Stated exercise: Pick out every line in the entries below that contains the word "blurred", and copy each one.

Supplied information:
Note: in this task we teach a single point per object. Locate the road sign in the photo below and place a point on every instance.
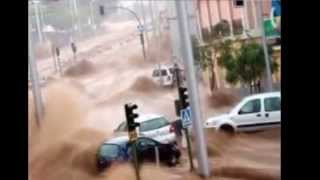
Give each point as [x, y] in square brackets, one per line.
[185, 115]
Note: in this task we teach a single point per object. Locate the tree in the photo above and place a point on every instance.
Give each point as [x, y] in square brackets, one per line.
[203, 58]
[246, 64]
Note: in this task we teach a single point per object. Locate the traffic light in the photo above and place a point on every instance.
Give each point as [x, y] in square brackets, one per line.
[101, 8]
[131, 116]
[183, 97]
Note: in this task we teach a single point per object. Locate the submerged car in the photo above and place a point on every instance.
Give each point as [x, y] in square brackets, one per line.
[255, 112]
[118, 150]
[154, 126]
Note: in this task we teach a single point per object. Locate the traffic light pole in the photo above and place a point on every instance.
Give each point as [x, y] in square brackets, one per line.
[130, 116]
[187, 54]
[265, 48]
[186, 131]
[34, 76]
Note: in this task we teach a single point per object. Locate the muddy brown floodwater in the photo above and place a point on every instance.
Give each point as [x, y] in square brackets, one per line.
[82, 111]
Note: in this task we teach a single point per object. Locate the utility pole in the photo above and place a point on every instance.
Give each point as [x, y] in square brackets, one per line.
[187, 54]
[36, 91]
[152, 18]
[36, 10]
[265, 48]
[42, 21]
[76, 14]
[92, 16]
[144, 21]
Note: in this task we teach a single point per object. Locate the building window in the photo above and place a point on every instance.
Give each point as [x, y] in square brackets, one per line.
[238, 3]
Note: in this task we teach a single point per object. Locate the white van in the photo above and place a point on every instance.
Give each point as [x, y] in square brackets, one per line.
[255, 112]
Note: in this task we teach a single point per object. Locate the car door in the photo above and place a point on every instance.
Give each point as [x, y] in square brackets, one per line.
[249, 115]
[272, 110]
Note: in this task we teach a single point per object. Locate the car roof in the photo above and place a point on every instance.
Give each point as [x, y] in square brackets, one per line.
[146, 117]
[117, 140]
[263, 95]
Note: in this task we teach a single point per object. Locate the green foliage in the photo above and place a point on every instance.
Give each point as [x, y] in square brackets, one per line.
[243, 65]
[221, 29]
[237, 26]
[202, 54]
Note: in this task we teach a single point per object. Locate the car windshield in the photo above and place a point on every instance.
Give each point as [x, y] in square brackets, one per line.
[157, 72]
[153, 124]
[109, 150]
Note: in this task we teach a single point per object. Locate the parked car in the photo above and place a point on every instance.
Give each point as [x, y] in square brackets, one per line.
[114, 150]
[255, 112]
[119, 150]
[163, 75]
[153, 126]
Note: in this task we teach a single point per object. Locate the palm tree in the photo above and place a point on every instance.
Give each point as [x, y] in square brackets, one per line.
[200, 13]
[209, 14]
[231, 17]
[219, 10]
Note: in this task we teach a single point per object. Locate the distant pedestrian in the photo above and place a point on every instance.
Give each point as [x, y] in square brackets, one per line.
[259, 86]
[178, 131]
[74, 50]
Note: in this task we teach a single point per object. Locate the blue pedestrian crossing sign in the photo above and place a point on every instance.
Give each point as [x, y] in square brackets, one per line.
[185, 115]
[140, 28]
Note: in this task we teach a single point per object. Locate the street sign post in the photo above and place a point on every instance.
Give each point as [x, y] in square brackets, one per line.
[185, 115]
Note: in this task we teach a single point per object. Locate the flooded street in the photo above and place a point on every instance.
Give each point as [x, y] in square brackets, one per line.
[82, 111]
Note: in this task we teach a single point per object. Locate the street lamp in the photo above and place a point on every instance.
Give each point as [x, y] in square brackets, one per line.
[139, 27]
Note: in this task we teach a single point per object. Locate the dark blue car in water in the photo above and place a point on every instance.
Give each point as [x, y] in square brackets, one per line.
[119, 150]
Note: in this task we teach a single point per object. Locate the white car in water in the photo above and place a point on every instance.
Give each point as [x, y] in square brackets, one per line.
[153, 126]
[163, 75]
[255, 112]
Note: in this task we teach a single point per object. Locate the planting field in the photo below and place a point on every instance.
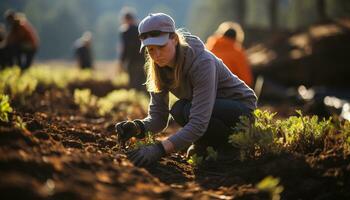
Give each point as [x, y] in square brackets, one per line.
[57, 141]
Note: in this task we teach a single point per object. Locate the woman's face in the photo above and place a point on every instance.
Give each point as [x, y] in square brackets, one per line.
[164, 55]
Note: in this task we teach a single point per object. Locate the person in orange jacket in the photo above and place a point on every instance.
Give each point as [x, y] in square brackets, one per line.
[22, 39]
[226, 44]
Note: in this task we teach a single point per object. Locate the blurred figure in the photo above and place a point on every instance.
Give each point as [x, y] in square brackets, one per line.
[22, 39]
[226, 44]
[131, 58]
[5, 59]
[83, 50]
...
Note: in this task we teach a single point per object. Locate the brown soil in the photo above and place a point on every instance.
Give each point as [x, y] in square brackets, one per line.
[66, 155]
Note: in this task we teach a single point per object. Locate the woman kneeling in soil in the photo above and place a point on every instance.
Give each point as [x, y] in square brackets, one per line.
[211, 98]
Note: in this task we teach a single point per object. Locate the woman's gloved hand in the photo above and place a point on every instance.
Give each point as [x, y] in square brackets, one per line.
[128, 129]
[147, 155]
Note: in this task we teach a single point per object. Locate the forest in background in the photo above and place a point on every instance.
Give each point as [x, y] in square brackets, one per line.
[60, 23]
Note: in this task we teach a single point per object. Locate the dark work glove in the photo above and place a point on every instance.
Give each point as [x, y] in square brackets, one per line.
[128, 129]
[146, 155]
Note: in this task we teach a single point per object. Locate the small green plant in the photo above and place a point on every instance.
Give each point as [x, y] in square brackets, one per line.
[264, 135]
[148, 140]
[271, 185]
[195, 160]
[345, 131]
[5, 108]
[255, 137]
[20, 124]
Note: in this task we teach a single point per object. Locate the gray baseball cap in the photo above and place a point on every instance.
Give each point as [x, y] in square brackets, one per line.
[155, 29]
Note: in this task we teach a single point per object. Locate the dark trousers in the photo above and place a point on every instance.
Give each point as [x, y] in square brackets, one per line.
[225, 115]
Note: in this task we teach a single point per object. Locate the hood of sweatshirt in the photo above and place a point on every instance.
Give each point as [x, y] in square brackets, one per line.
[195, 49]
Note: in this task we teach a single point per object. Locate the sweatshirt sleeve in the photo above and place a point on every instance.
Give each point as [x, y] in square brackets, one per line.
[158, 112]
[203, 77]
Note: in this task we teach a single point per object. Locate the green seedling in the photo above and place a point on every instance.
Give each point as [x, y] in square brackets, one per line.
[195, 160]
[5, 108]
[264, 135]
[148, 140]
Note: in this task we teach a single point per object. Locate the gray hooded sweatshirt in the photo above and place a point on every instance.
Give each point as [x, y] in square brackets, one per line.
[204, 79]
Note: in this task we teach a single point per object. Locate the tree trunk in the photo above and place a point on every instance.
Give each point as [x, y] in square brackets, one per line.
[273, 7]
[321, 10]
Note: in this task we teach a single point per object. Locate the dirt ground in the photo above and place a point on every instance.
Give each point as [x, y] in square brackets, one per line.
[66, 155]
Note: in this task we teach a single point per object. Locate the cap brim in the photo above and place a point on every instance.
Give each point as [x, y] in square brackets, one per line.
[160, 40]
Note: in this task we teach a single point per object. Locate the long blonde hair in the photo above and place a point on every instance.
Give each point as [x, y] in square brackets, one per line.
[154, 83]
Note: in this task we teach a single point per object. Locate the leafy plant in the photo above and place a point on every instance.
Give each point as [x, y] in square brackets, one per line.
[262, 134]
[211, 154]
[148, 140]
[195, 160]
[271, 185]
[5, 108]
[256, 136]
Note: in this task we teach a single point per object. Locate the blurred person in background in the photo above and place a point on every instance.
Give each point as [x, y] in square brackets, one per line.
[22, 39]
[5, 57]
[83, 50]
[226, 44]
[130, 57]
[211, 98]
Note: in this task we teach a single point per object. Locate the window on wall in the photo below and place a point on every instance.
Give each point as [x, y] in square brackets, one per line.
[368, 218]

Answer for the task:
Note: in this task we teach a single point per object. Locate the blurred figure in the photo above and place a point on every instance.
Note: in this task we teach a single point per object. Locate the blurred person in background in the photo above and place a point on every instance.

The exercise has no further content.